--- start ---
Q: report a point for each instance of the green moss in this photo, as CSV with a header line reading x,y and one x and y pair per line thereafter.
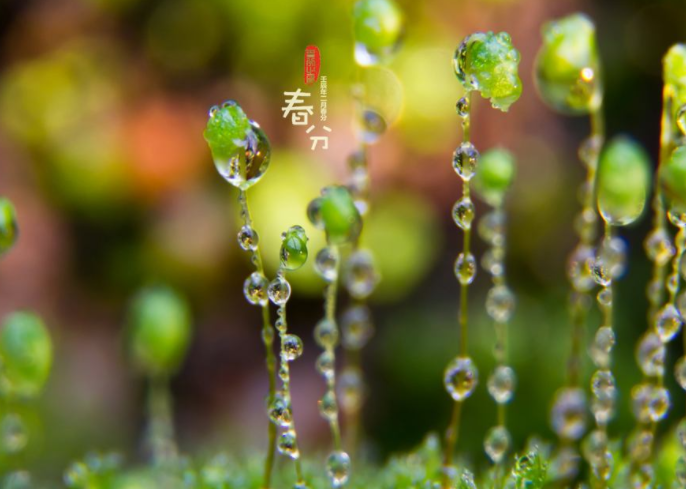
x,y
26,354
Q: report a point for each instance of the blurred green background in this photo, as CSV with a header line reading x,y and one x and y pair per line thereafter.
x,y
102,107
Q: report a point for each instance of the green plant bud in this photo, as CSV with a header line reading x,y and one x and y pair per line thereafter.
x,y
294,248
567,67
674,73
159,330
240,148
378,27
489,63
673,179
336,213
623,181
26,355
494,175
8,225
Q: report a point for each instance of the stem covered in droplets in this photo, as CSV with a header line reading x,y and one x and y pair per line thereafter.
x,y
267,338
453,430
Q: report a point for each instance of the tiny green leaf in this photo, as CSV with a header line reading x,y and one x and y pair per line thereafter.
x,y
623,181
240,149
26,355
567,67
494,175
673,178
488,63
337,214
159,330
294,248
8,225
378,28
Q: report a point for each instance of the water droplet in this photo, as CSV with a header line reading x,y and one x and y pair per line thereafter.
x,y
280,411
360,276
357,327
326,264
328,407
461,377
579,268
463,213
659,247
601,272
650,355
255,289
292,346
288,444
338,468
248,239
605,297
603,385
595,446
500,303
641,445
501,384
568,415
373,125
13,434
248,165
279,291
465,159
326,333
667,323
325,364
497,443
465,268
677,217
603,410
462,107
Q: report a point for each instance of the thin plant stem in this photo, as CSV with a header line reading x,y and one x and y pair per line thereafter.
x,y
161,429
268,339
452,433
588,217
286,379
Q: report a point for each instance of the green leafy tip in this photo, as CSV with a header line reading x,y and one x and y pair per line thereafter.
x,y
240,148
494,175
488,63
378,26
673,179
623,181
159,331
26,354
567,67
8,225
293,248
335,212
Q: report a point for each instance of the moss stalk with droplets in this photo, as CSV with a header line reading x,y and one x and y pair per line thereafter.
x,y
487,63
377,29
241,154
494,176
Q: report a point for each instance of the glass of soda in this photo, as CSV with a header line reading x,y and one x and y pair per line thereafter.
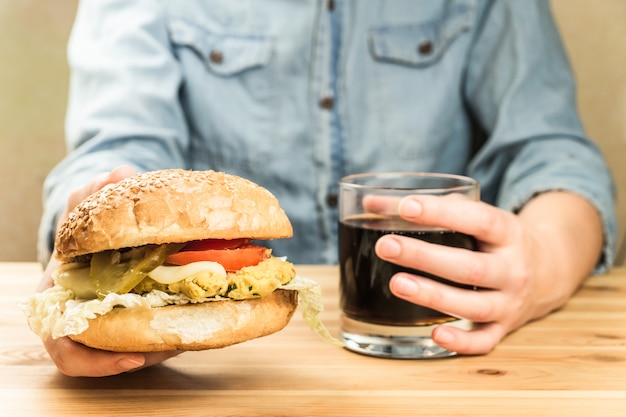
x,y
375,322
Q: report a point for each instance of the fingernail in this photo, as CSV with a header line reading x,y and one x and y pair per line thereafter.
x,y
127,364
405,286
410,208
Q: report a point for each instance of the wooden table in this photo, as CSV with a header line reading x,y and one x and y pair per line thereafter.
x,y
572,363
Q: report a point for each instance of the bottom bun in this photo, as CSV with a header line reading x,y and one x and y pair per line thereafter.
x,y
203,326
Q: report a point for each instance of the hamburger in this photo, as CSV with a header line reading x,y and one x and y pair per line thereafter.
x,y
170,260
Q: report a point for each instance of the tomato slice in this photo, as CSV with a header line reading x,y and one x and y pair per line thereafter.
x,y
231,259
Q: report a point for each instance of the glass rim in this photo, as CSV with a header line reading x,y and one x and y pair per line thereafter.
x,y
465,182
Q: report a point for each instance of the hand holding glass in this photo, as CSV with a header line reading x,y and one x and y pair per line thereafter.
x,y
374,321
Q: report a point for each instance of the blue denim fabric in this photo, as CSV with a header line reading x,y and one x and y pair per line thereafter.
x,y
481,88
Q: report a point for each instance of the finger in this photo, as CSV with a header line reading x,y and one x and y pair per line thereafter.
x,y
478,306
116,175
153,358
479,341
381,204
487,223
455,264
74,359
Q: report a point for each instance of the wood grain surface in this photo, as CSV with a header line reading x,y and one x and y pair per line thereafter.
x,y
571,363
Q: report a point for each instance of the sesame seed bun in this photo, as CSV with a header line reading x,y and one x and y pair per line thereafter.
x,y
171,206
177,206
--- end ---
_WHAT TO WORK ON_
Reproduce the part of the listing that opens with the line containing "Q: report a point for each instance of the bottom" and closes with the final line of the listing, both included and with requests kept, adding 21 to every x and y coordinate in the answers.

_EXPECTED ANSWER_
Q: report a point for each instance of the bottom bun in this photo, as CSV with a header line reading x,y and one x and y pair per line thereafter.
x,y
224,347
Q: report a point for each instance of the hamburger in this photo, as CSV with a header line reading x,y and one x and y pair per line thereafter.
x,y
191,281
Q: report a point for each instance of the tomato slice in this photo, as CSV with a header line reading x,y and one x and y pair per line thereafter.
x,y
252,280
Q: report a point for each instance of the glass rim in this photo, as CSV with a header line reading x,y and one x and y pair per line thereafter.
x,y
486,203
Q: report a point for each instance of the hand holding glass in this photo, as CSV with a header line reading x,y and one x and y pair per line thereafter.
x,y
395,342
Q: report a point for each instance of the blue denim fabric in this photo, as CSV with a header line reading x,y and one x and y pair per line thereafter.
x,y
502,109
Q: report a point for each instance of the finger in this photo, as CSV with a header line reading x,y and one x and y pair per line thereafter.
x,y
499,327
137,196
174,379
500,362
402,225
508,244
476,285
95,380
Q: report a point for each instance of the wood grain surface in this photo, as CSV with a header line reading x,y and one x and y pair per line thereafter.
x,y
592,384
Q: report a point for each instance of the sesame seed bun in this photo, as CSV with a header line reading x,y and one x and y pair per line thereafter.
x,y
192,227
198,227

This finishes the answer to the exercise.